Records drawn from a dataset:

================================

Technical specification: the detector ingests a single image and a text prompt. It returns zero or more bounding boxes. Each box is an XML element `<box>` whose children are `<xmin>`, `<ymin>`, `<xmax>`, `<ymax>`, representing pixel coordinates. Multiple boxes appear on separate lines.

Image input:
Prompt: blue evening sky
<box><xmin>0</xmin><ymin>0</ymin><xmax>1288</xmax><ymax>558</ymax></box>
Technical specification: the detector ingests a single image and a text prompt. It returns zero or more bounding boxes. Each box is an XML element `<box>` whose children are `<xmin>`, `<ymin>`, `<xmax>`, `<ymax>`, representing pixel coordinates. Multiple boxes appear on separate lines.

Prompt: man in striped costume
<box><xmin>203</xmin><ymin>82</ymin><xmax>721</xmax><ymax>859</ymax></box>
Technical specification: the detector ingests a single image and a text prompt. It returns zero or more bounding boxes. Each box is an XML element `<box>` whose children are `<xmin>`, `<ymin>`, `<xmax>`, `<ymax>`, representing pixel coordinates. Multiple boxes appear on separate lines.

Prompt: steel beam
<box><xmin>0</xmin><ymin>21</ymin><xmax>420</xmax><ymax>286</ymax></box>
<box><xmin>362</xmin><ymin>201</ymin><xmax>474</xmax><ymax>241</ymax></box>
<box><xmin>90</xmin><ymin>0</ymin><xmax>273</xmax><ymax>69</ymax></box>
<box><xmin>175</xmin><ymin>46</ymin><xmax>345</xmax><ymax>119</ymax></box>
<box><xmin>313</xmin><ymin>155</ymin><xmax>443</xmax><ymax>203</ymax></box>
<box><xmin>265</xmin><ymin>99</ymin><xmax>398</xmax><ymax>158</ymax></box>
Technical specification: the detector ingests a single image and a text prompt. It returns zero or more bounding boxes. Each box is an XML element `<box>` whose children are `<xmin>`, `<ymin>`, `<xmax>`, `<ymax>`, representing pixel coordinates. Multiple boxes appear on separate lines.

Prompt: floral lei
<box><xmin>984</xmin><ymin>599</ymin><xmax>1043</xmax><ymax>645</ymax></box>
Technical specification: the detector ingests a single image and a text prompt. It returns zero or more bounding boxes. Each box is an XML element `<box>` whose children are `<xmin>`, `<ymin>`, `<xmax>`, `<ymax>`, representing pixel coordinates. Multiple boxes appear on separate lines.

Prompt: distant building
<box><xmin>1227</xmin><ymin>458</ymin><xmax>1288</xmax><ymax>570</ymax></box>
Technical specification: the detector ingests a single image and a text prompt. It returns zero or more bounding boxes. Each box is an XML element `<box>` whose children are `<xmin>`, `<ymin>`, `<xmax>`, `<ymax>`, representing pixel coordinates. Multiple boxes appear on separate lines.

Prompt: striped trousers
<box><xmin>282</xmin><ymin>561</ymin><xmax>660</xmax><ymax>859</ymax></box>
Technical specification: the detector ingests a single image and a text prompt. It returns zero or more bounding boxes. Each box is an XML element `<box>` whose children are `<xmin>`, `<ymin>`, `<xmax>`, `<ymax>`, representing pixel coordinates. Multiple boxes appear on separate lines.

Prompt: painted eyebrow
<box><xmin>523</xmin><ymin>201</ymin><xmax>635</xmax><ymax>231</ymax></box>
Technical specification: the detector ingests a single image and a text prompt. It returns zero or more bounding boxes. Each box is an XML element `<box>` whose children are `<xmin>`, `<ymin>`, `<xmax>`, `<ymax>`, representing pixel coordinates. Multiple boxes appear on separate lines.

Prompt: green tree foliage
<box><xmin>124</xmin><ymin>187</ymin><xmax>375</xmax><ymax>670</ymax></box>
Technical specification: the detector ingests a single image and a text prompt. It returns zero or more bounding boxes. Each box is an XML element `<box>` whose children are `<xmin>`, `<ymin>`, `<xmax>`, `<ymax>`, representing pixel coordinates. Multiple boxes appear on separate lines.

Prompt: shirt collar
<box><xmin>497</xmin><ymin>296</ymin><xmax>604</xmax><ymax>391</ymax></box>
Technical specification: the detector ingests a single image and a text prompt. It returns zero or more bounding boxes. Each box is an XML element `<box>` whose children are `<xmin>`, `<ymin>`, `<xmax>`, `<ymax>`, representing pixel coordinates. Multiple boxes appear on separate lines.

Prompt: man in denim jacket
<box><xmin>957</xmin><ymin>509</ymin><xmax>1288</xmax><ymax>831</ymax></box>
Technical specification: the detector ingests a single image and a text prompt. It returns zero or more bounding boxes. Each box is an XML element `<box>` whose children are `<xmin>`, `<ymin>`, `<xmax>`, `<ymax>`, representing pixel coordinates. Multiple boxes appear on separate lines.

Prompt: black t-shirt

================================

◆ Task details
State how many lines in the rows above contain the word "striped", treating uppercase and lowercase letters as distinct, and give only the number.

◆ The solution
2